◆ **STATED EXERCISE**
Rewrite the records starting at the line containing "of the wooden" and ending at the end of the records, with the requests kept in place and every point coordinate in the answers raised by 23.

◆ **RECORDS TO PROCESS**
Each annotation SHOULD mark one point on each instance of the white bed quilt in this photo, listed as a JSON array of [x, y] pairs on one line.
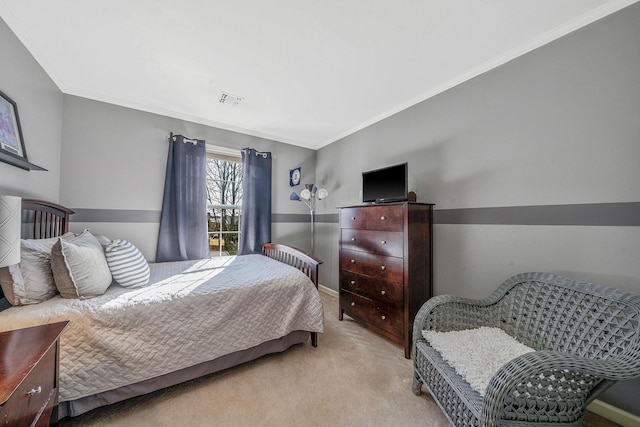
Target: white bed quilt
[[191, 312]]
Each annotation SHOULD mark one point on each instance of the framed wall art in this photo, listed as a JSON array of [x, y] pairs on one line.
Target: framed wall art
[[12, 148]]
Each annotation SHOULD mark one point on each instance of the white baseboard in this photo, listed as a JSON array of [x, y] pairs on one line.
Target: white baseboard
[[328, 291], [610, 412]]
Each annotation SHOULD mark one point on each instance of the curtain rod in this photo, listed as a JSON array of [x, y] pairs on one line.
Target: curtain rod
[[172, 137], [264, 154]]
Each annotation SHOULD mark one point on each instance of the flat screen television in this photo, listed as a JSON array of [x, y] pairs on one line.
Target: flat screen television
[[384, 185]]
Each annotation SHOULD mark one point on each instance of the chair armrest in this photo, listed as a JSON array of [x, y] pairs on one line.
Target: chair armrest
[[535, 382]]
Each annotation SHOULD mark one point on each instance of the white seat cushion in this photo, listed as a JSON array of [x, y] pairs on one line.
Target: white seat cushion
[[476, 354]]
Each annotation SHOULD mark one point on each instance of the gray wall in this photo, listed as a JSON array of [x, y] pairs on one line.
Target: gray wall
[[558, 126], [113, 166], [39, 104]]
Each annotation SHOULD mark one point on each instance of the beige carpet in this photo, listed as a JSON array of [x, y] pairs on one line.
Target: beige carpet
[[353, 378]]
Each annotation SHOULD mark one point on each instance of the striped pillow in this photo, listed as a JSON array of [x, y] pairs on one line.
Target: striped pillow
[[128, 266]]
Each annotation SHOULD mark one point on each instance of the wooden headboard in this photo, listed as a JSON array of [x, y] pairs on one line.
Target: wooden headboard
[[43, 220]]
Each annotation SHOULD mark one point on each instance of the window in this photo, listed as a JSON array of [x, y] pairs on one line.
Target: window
[[224, 200]]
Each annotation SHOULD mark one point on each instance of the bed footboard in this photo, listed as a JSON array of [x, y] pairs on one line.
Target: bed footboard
[[296, 258]]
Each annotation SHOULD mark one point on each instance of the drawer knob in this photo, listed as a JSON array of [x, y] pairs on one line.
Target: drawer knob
[[34, 391]]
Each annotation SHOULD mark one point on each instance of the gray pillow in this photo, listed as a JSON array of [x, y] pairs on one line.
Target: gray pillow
[[30, 281], [79, 267]]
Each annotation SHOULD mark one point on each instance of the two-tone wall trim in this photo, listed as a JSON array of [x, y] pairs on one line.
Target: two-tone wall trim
[[623, 214]]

◆ **RESULT**
Each annotation SHOULD mark one point on each instance of the wooden headboard in this photo, listed as a JSON array of [x, y] pairs on one line.
Target: wooden headboard
[[66, 243]]
Each annotation SHOULD mark one point on each instance of the window in this photo, listed as a JSON array of [x, y] pairs on one line.
Target: window
[[247, 223]]
Each annotation SHOULD mark one point on each instance of the bed footboard in this photo, listed as a JSON array of [x, y] pairs on one line.
Target: bed footboard
[[319, 281]]
Each annotation SHOULD mark one point on each instance of the drawer knob in this photo, listed as a JSON array of [x, y] pairs on one line.
Target: drawer knob
[[57, 414]]
Each annotation SHOULD mark one point on each instance of the gray pillow in this photo, listed as a JSON array of [x, y] pairs on one line.
Target: gray pillow
[[53, 304], [102, 290]]
Each annotation SHOULD mark one point on each instance of the two-tone wall trim in this photo, listed as a JSON array of [x, y] pairs on one line.
Target: two-tone wall trim
[[646, 237]]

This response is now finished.